Based on the entries below, how many lines contain the word "necklace"? Respond with only the number.

Data provided:

□ □ □ □ □

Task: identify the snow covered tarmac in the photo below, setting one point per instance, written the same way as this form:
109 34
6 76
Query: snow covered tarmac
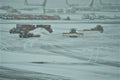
94 56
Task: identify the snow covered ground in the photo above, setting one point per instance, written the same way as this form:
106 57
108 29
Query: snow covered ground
94 56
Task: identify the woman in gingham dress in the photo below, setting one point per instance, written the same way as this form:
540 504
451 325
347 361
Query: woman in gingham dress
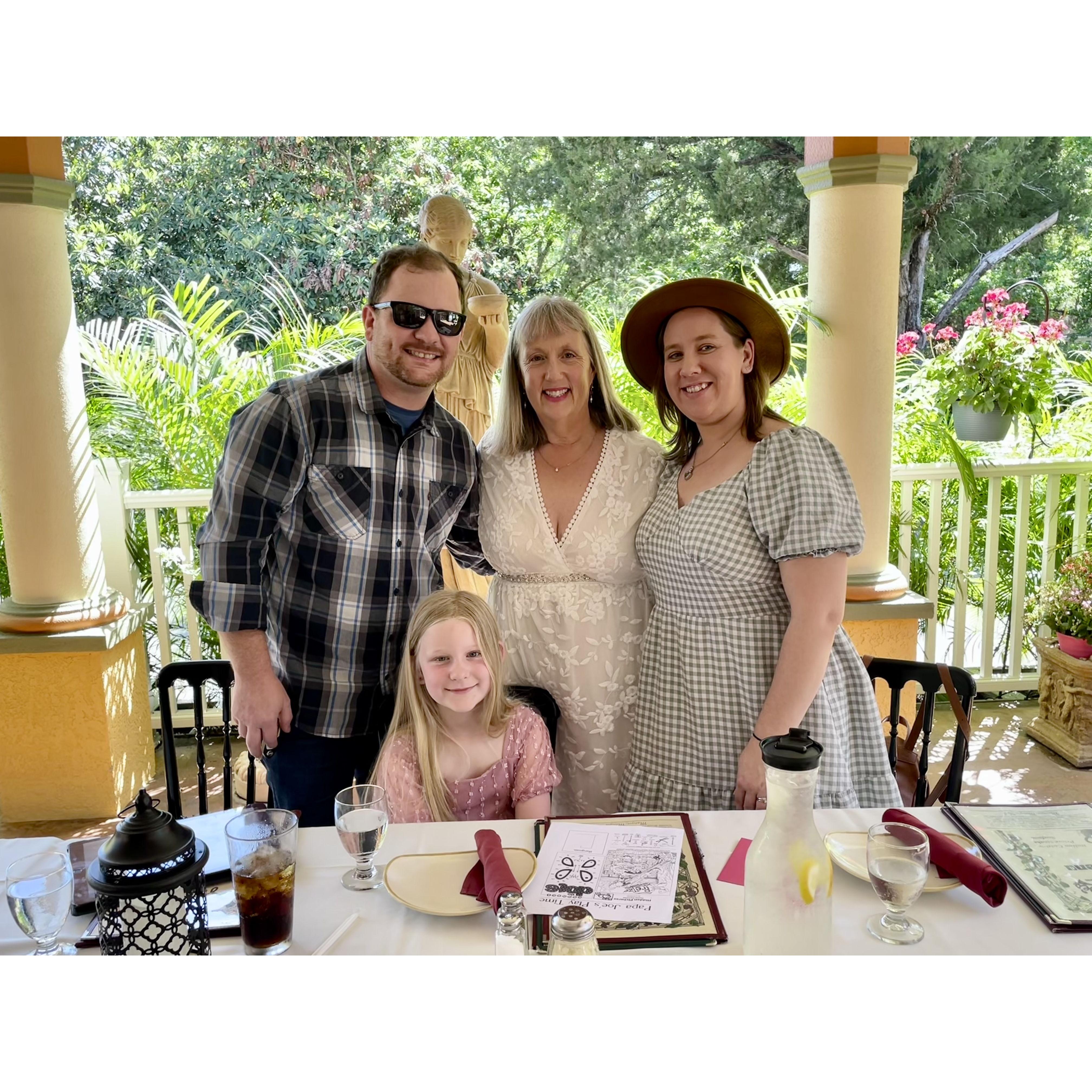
746 550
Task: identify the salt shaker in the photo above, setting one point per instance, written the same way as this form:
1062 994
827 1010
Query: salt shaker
511 936
573 933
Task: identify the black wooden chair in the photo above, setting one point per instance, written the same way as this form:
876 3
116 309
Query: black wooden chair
197 673
542 701
898 674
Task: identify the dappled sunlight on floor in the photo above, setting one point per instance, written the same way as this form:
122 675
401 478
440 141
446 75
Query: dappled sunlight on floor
1005 765
187 772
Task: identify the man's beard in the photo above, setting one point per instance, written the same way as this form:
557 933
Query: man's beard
392 362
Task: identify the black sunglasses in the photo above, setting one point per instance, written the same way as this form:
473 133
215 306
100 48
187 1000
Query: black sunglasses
413 317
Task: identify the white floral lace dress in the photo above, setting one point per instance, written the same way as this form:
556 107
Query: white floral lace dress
573 613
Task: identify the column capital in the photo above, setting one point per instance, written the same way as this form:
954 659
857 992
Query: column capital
34 189
877 170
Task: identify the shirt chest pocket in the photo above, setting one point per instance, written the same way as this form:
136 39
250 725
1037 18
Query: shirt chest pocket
338 499
445 503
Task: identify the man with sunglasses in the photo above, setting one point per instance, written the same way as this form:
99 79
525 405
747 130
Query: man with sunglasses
337 493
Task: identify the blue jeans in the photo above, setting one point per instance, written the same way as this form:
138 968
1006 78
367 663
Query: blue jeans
305 772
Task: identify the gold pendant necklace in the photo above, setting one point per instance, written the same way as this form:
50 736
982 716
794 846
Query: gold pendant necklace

□ □ □ □ □

Solution: 2